— begin Extracted text —

Posts

Data collection protection, GDPR impact

GDPR: Impact on data collection at the international level

The European data protection regulation (GDPR), introduced in 2018, set limits on the use of trackers that collect personal data. This data is used to target advertising to users. Vincent Lefrère, associate professor in digital economy at Institut Mines-Télécom Business School, worked with Alessandro Acquisti from Carnegie Mellon University to study the impact of the GDPR on tracking users in Europe and internationally.

What was your strategy for analyzing the impact of GDPR on tracking users in different countries?

Vincent Lefrère: We conducted our research on online media such as Le Monde in France or the New York Times in the United States. We looked at whether the introduction of the GDPR has had an impact on the extent to which users are tracked and the amount of personal data collected.

How were you able to carry out these analyses at the international level?

VL: The work was carried out in partnership with researchers at Carnegie Mellon University in the United States, in particular Alessandro Acquisti, who is one of the world’s specialists in personal digital data. We worked together to devise the experimental design and create a wider partnership with researchers at other American universities, in particular the Minnesota Carlson School of Management and Cornell University in New York.

How does the GDPR limit the collection of personal data?

VL: One of the fundamental principles of the GDPR is consent. This makes it possible to require websites that collect data to obtain users’ consent  before tracking them. In our study, we never gave our consent or explicitly refused the collection of data. That way, we could observe how a website behaves in relation to a neutral user. Moreover, one of the important features of GDPR is that it applies to all parties who wish to process data pertaining to European citizens. As such, the New York Times must comply with the GDPR when a website visitor is European. 

How did you compare the impact of the GDPR on different media?

VL: We logged into different media sites with IP addresses from different countries, in particular with French and American IP addresses.

— end Extracted text —

### Task list
1. Decide whether each statement agrees with the GDPR interview: (a) the GDPR was introduced in 2018; (b) in the study, the researchers gave their consent to data collection; (c) the New York Times does not have to comply with the GDPR because it is an American site. Answer yes or no for each, and quote the deciding words.
2. Based on the GDPR interview, explain in one to three sentences why the researchers neither gave nor refused consent to data collection.
3. Continue the GDPR interview, picking up after its last sentence.
The rows after the GDPR interview are separate material and have no connection to it.

— begin Data excerpts —

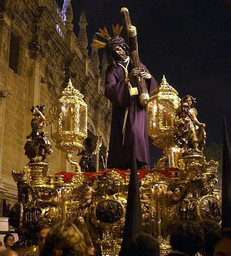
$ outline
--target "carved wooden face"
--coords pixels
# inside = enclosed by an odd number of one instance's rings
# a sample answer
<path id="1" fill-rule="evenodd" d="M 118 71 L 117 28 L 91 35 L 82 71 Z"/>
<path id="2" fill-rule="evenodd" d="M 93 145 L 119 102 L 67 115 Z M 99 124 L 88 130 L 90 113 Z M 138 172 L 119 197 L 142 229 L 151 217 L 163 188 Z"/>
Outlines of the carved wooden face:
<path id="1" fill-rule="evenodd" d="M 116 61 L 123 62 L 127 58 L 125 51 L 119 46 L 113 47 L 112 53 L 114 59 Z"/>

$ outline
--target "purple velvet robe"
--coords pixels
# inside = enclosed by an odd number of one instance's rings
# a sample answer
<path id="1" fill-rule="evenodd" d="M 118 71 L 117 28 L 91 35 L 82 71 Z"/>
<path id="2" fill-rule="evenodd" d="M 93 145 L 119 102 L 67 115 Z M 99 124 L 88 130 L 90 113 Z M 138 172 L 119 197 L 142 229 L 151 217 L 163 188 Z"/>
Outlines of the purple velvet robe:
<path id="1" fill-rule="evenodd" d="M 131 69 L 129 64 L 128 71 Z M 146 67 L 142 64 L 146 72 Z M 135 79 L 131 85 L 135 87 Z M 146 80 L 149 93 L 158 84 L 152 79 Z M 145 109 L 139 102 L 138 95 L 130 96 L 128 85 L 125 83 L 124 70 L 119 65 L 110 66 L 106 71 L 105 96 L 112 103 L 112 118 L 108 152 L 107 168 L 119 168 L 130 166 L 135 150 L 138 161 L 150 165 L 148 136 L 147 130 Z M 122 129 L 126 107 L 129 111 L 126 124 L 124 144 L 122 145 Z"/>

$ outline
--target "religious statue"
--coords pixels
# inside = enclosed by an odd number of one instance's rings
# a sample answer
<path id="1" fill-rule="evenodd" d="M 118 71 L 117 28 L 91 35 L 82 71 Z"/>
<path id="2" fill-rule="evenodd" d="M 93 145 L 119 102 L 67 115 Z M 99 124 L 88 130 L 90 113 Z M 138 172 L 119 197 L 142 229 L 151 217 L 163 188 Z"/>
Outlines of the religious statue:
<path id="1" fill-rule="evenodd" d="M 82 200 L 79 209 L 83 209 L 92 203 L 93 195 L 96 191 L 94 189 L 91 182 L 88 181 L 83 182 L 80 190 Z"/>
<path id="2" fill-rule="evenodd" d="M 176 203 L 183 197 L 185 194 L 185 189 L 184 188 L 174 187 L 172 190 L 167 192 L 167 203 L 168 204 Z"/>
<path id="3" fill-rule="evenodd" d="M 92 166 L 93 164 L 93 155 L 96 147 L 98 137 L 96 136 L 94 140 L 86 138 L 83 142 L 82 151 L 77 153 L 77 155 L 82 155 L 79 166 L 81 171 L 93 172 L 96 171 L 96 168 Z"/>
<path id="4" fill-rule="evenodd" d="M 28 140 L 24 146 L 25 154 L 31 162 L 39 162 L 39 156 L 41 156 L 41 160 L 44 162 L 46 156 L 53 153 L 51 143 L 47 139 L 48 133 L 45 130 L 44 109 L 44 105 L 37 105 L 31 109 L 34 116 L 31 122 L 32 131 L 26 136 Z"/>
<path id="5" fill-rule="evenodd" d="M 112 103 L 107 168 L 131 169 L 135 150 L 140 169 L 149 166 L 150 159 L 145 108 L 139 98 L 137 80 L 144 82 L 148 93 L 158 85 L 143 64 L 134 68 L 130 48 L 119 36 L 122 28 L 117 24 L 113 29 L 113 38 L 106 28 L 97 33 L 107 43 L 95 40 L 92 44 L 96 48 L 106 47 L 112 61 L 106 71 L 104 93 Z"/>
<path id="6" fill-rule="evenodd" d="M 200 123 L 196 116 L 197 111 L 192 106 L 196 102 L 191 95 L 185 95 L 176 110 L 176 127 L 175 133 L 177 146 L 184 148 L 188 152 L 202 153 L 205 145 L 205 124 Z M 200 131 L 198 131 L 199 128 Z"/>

— end Data excerpts —
— begin Data excerpts —

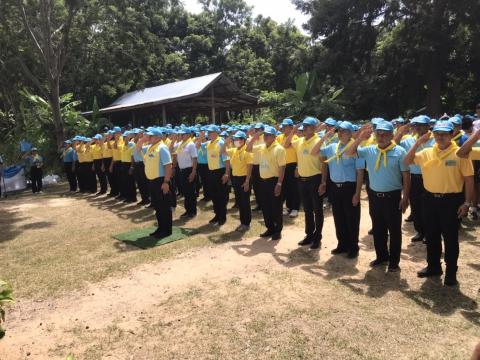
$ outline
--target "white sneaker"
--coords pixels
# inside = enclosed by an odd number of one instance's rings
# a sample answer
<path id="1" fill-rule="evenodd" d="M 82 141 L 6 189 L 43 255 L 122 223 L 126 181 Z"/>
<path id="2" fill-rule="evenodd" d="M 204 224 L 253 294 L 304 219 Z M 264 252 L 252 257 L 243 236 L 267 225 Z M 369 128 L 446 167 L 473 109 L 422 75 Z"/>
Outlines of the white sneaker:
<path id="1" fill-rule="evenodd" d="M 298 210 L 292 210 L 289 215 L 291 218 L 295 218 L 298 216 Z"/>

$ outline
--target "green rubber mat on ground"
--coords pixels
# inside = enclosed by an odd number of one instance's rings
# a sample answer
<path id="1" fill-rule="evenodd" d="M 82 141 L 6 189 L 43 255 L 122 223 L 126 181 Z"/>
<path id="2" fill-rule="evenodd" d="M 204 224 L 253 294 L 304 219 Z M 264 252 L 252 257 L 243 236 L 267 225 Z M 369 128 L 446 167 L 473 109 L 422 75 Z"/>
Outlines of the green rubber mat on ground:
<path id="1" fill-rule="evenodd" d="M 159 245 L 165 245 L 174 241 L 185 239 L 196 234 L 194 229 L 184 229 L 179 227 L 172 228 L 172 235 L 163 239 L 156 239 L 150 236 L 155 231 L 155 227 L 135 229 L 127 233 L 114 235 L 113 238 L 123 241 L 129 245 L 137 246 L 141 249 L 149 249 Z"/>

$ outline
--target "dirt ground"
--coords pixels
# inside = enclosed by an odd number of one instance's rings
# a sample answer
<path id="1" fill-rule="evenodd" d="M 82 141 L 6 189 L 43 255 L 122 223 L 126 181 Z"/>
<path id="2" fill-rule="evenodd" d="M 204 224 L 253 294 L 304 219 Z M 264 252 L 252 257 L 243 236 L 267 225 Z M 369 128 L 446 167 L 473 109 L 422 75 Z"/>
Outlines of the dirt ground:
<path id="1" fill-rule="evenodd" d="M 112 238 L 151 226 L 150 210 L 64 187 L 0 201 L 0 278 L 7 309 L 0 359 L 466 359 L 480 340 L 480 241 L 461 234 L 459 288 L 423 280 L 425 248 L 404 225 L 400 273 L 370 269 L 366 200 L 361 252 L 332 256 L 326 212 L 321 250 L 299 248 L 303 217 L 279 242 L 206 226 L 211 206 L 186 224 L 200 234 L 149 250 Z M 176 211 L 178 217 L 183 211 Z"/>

— end Data excerpts —

### Results for the exercise
1.
(a) Yes: "The European data protection regulation (GDPR), introduced in 2018, set limits on the use of trackers that collect personal data."
(b) No: "In our study, we never gave our consent or explicitly refused the collection of data."
(c) No: "the New York Times must comply with the GDPR when a website visitor is European."

2. The researchers never gave their consent and never explicitly refused the collection of data. This let them observe how a website behaves toward a neutral user.

3.
We observed that American websites limit tracking more than European websites, and therefore better comply with the GDPR, but only when we were using a European IP address.  It would therefore appear that the GDPR has been more dissuasive on American websites for these users. However, the American websites increased the tracking of American users, for whom the GDPR does not apply.  One hypothesis is that this increase is used to offset the loss of data from European users.

How have online media adapted to the GDPR?

VL: We were able to observe a number of effects. First of all, online media websites have not really played along. Since mechanisms of consent are somewhat vague,  the formats developed in recent years have often encouraged users to accept personal data collection rather than reject it. There are reasons for this: data collection has become crucial to the business model of these websites, but little has been done to offset the loss of data resulting from the introduction of the GDPR, so it is understandable that they have stretched the limits of the law in order to continue offering high quality content for free. With the recent update by the French National Commission on Information Technology and Liberties (CNIL) to fight against this, consent mechanisms will become clearer and more standardized.  

In addition, the GDPR has limited tracking of users by third parties, and replaced it with tracking by first parties. Before, when a user logged into a news site, other companies such as Google, Amazon or Facebook could collect their data directly on the website. Now, the website itself tracks data, which may then be shared with third parties.

Following the introduction of the GDPR, the market share of Google’s online advertising service increased in Europe, since Google is one of the few companies who could pay the quota for the regulation, meaning it could pay the price of ensuring compliance. This is an unintended, perverse  consequence: smaller competitors have disappeared and there has been a concentration of ownership of data by Google.  

Has the GDPR had an effect on the content produced by the media?

VL: We measured the quantity and quality of content produced by the media. Quantity simply reflects the number of posts. The quality is assessed by the user engagement rate, meaning the number of comments or likes, as well as the number of pages viewed each time a user visits the website.

In the theoretical framework for our research, online media websites use targeted advertising to generate revenue. Since the GDPR makes access to data more difficult, it could decrease websites’ financing capacity and therefore lead to a reduction in content quality or quantity. By verifying these aspects, we can gain insights into the role of personal data and targeted advertising in the business model for this system.   

Our preliminary results show that after the introduction of the GDPR, the quantity of content produced by European websites was not affected, and the amount of engagement remained stable. However, European users reduced the amount of time they spent on European websites in comparison to American websites. This could be due to the the fact that certain American websites may have prohibited access to European users, or that American websites covered European topics less since attracting European users had become less profitable. These are hypotheses that we are currently discussing.

We are assessing these possible explanations by analyzing data about the newspapers’ business models, in order to estimate how important personal data and targeted advertising are to these business models.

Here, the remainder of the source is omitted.